** Exercise goal **
Write out every entry once more, character for character.

** Information given **

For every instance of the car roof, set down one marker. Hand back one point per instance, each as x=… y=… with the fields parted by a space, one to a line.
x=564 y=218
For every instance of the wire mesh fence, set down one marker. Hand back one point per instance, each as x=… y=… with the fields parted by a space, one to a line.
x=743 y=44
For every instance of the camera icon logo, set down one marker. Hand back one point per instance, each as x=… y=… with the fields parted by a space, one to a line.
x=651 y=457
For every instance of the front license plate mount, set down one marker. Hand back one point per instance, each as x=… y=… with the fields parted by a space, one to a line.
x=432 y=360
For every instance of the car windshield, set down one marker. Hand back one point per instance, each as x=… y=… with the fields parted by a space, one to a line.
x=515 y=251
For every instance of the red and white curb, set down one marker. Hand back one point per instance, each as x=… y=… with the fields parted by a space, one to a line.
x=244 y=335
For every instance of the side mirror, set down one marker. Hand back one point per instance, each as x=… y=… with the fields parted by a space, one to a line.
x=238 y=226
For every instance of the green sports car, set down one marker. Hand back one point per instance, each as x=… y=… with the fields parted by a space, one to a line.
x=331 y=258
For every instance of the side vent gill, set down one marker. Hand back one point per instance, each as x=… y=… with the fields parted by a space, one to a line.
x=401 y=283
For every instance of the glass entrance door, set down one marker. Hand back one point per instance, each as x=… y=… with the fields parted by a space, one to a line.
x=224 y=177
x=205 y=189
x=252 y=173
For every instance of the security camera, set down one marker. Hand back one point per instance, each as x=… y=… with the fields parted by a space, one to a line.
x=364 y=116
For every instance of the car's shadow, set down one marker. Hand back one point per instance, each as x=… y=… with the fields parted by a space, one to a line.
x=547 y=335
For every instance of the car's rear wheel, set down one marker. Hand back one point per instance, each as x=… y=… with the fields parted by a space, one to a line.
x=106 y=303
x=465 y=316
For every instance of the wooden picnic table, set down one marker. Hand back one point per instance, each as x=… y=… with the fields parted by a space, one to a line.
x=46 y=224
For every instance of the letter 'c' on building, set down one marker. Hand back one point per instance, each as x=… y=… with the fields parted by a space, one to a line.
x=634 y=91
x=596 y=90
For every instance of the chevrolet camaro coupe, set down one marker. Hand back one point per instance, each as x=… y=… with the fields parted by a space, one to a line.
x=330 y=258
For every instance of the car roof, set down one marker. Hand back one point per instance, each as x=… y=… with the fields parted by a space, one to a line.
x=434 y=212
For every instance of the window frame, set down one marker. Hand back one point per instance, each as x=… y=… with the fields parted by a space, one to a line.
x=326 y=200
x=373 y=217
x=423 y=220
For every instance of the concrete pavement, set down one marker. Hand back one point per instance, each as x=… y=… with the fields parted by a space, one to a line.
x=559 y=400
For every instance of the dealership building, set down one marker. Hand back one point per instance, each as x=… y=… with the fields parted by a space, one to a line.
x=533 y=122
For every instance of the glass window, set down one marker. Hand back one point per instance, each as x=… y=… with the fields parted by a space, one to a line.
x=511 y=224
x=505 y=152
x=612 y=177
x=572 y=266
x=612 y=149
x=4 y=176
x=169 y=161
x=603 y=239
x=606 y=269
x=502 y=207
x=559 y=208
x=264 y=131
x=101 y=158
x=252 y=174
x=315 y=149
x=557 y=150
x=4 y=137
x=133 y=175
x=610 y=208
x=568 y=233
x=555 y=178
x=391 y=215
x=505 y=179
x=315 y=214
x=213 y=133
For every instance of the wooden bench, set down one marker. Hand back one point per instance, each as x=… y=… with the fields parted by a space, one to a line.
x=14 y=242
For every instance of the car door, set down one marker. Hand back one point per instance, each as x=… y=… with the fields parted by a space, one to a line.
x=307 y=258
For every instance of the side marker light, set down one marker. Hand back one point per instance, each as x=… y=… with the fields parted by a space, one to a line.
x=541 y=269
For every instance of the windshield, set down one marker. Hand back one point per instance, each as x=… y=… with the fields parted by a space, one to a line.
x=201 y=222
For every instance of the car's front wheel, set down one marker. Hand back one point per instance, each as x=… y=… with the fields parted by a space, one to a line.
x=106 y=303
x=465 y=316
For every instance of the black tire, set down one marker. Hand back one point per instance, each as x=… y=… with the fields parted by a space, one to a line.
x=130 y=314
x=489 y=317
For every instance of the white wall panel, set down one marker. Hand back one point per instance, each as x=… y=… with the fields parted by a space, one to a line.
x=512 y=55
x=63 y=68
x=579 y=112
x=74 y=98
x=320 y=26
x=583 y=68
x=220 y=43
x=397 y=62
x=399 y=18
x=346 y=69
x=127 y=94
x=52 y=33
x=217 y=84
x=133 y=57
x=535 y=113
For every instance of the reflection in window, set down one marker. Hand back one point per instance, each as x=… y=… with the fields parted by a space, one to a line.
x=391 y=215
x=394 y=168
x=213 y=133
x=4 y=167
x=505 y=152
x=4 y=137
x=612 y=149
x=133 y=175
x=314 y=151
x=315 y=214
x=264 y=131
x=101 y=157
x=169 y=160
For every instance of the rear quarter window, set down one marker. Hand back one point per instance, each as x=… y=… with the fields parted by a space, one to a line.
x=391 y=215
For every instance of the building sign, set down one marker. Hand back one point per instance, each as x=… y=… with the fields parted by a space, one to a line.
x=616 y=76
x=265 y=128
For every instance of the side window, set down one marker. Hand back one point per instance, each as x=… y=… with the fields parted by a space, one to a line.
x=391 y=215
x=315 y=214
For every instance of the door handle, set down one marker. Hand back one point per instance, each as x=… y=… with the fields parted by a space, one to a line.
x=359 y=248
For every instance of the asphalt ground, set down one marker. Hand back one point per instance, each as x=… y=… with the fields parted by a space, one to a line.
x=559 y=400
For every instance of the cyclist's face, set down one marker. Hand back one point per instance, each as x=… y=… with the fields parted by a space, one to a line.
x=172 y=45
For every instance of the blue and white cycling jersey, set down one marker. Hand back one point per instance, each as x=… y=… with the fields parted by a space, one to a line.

** Exercise solution **
For every instance of the car roof, set down one marker. Hand back one point per instance, each as x=… y=… with the fields parted by a space, one to a line.
x=564 y=218
For every instance of the wire mesh fence, set down one marker. Hand back one point per instance, each as x=… y=… with the fields parted by a space, one to a line.
x=743 y=44
For every instance of the camera icon logo, set down one marker. Hand back one point per instance, each as x=… y=… with the fields parted by a space, one to a line.
x=651 y=457
For every instance of the front license plate mount, set down one marker. Hand back one point per instance, each as x=… y=… with the fields parted by a space, one to a line.
x=432 y=360
For every instance of the car windshield, set down one marker. Hand back one point per instance, each as x=… y=… with the fields parted by a space, one to a line.
x=515 y=251
For every instance of the red and white curb, set down one marker. Hand back one point per instance, each as x=… y=… with the fields parted by a space, one to a line.
x=244 y=335
For every instance of the side mirror, set down one marker. Hand back one point per instance, each as x=… y=… with the fields parted by a space, one to a line.
x=238 y=226
For every instance of the green sports car, set down one marker. Hand back one point per instance, each as x=… y=… with the fields parted by a space, one to a line.
x=331 y=258
For every instance of the side vent gill, set down one marker. Hand back one point per instance, each as x=… y=… with the fields parted by a space, one to a line.
x=401 y=283
For every instance of the glass entrance door, set down one marker. Hand back one point per instance, each as x=… y=… with the fields parted by a space, one to a line.
x=224 y=177
x=205 y=189
x=252 y=173
For every instance of the security camera, set down one marker. Hand back one point per instance, each as x=… y=… with the fields parted by a space, one to a line.
x=364 y=116
For every instance of the car's shadow, set down one marker. Hand back one point per instance, each as x=… y=… with the fields parted by a space, one to a line.
x=547 y=335
For every instance of the car's rear wheel, set down one marker. Hand back one point per instance, each as x=… y=… with the fields parted by a space, one to a line.
x=106 y=303
x=465 y=316
For every instance of the wooden picnic table, set down one marker. Hand back one point per instance, each as x=… y=… with the fields parted by a space, one to a line.
x=46 y=224
For every instance of the letter 'c' on building, set down one marker. Hand back one point per instance, each as x=… y=… with the fields parted by a space, one to a line.
x=634 y=91
x=596 y=90
For every instance of the chevrolet camaro coupe, set down one marker. Hand back one point per instance, each as x=… y=… with the fields parted by a space, one to a line.
x=330 y=258
For every instance of the car roof, set down one marker. Hand back one point per instance, each as x=… y=… with the fields parted by a space, one to a line.
x=434 y=212
For every instance of the window frame, set down one marker. Hand back one point per instance, each as x=… y=… with the fields parted by a space, one to a line.
x=326 y=200
x=373 y=217
x=423 y=220
For every instance of the concrete pavement, set down one marker. Hand back one point per instance, each as x=… y=… with the fields parted by a space, one to a line.
x=559 y=400
For every instance of the dealership building, set down one marker. Hand back one point per instance, each as x=… y=… with the fields parted by a space, one to a line.
x=533 y=122
For every instance of the glass window, set down one marker. Hand back one point per instance, each as x=… y=… with the fields parted by a space, one to a line.
x=511 y=224
x=505 y=152
x=612 y=177
x=572 y=266
x=612 y=149
x=4 y=176
x=169 y=161
x=603 y=239
x=606 y=269
x=502 y=207
x=559 y=208
x=264 y=131
x=101 y=158
x=252 y=174
x=315 y=149
x=557 y=150
x=4 y=137
x=133 y=175
x=610 y=208
x=568 y=233
x=555 y=178
x=391 y=215
x=505 y=179
x=315 y=214
x=213 y=133
For every instance of the wooden bench, set down one marker. Hand back one point per instance, each as x=… y=… with the fields parted by a space, one to a line.
x=14 y=242
For every instance of the car door, set down one marker. Hand back one point per instance, each as x=… y=… with the fields parted by a space, one to a line.
x=307 y=258
For every instance of the side marker light, set down one marker. Hand back one point per instance, each as x=… y=… with the fields parted by a space, one to a line.
x=541 y=269
For every instance of the windshield, set down one marker. Hand back one point per instance, each as x=… y=… with the fields parted by a space, one to a line.
x=201 y=222
For every instance of the car's front wheel, set down one marker. Hand back one point per instance, each as x=… y=… with the fields parted by a space, one to a line.
x=106 y=303
x=465 y=316
For every instance of the black tire, set down one marker. Hand back one point per instance, each as x=… y=… with the fields parted by a space, one to a line.
x=130 y=314
x=489 y=317
For every instance of the white wall panel, set down one marker. Hand back one point per instance, each as x=… y=… with the fields parted by a space, one to a line.
x=512 y=55
x=63 y=68
x=579 y=112
x=74 y=98
x=320 y=26
x=583 y=68
x=220 y=43
x=397 y=62
x=399 y=18
x=346 y=69
x=127 y=94
x=52 y=33
x=217 y=84
x=133 y=57
x=535 y=113
For every instance of the reflection in window, set down one marker. Hand back one point per instance, each as x=… y=… with the fields parted by a space, one to a line.
x=391 y=215
x=394 y=168
x=213 y=133
x=4 y=167
x=505 y=152
x=4 y=137
x=612 y=149
x=133 y=175
x=314 y=151
x=315 y=214
x=264 y=131
x=101 y=157
x=169 y=160
For every instance of the rear quarter window, set down one marker. Hand back one point per instance, each as x=… y=… with the fields parted by a space, one to a line.
x=391 y=215
For every instance of the building sign, set down one marker. Hand back one point per instance, each as x=… y=… with the fields parted by a space, one to a line.
x=616 y=76
x=265 y=128
For every instance of the side window, set down one marker. Hand back one point per instance, each as x=… y=… with the fields parted by a space, one to a line.
x=391 y=215
x=315 y=214
For every instance of the door handle, set down one marker. Hand back one point per instance, each as x=… y=… with the fields parted by a space, one to a line.
x=359 y=248
For every instance of the asphalt ground, set down one marker. Hand back one point per instance, each as x=… y=… with the fields parted by a space, one to a line.
x=559 y=400
For every instance of the cyclist's face, set down one marker. Hand back one point per instance, each as x=… y=… with the fields parted by a space, one to a line.
x=172 y=45
For every instance of the blue and white cycling jersey, set down one marker. Hand back one point per instance, each as x=… y=… with the fields parted by a space, one to a line.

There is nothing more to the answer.